Dataset records below:
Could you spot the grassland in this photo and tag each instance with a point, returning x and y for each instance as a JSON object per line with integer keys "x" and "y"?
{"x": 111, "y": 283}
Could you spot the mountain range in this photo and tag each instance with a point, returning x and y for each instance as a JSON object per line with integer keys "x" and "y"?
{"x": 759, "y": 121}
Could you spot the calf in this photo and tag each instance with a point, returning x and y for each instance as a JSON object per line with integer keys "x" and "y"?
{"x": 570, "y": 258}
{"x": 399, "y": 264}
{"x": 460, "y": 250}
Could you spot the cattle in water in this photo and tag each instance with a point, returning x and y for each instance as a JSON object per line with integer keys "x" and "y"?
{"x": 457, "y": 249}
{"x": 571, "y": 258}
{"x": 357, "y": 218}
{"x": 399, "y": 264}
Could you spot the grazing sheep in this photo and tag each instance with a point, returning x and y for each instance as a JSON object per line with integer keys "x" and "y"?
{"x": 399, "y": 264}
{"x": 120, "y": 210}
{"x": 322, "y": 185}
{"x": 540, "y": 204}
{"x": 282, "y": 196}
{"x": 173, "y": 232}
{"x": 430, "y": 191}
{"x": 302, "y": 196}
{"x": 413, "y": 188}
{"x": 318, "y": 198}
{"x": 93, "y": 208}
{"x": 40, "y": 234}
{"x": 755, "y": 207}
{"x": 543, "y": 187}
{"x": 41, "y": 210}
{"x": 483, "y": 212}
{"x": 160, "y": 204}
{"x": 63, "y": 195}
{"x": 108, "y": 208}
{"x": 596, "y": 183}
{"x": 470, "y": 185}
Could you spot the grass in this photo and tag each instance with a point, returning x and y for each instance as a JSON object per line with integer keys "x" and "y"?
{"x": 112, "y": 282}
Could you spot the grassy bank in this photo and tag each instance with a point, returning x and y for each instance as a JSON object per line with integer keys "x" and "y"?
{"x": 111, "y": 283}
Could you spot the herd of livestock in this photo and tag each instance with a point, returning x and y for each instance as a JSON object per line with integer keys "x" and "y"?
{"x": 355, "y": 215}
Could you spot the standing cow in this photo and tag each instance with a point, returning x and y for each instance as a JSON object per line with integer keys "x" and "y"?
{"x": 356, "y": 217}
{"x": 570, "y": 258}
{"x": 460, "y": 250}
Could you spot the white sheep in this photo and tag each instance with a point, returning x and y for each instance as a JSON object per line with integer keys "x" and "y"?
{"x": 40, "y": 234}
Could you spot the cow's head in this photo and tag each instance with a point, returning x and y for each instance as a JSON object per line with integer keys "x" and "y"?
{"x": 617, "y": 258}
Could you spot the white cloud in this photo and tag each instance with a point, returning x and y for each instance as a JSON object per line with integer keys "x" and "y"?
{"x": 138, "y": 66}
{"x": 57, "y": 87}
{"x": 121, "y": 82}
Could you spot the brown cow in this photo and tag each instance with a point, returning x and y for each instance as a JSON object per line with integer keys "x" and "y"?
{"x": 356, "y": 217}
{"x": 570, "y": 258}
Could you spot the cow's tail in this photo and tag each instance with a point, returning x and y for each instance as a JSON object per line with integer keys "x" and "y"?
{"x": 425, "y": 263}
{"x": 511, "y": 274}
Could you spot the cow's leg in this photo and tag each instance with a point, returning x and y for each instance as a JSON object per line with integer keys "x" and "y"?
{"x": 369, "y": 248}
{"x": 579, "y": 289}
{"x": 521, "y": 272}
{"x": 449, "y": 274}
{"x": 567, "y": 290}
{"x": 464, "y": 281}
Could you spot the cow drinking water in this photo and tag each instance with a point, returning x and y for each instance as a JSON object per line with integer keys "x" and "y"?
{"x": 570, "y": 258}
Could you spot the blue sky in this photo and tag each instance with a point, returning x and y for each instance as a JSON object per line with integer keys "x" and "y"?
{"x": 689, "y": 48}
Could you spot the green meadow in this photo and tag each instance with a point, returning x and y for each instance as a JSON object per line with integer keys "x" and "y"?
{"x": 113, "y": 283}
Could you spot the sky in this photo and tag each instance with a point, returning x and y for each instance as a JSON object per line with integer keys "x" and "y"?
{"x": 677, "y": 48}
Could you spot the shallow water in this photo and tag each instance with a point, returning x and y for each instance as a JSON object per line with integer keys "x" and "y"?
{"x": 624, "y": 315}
End of Dataset records.
The answer is the line with "Could you spot the sky" plus every line after it to the last line of the entries above, copied exactly and with no other lines.

Could you spot the sky in this photo and tag each instance with a point, returning x and y for each instance as a JSON object per line with integer keys "x" and "y"?
{"x": 677, "y": 48}
Could you spot the shallow water in this photo and tag each instance with a point, returning x and y for each instance as a JSON object per line with integer keys "x" and "y"?
{"x": 624, "y": 315}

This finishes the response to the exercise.